▶ _CHALLENGE_: Render the items below as a numbered list, one line per entry, leaving out any blank lines.

-- START OF PROVIDED ENTRIES --

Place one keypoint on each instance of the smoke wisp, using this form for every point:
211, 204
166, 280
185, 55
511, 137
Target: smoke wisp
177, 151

-- END OF PROVIDED ENTRIES --

▶ _RESPONSE TO THIS EXERCISE_:
1. Place one keypoint on each instance of the smoke wisp, using this form for every point:
2. 211, 204
3. 166, 280
4. 185, 55
5. 511, 137
6. Target: smoke wisp
7. 177, 151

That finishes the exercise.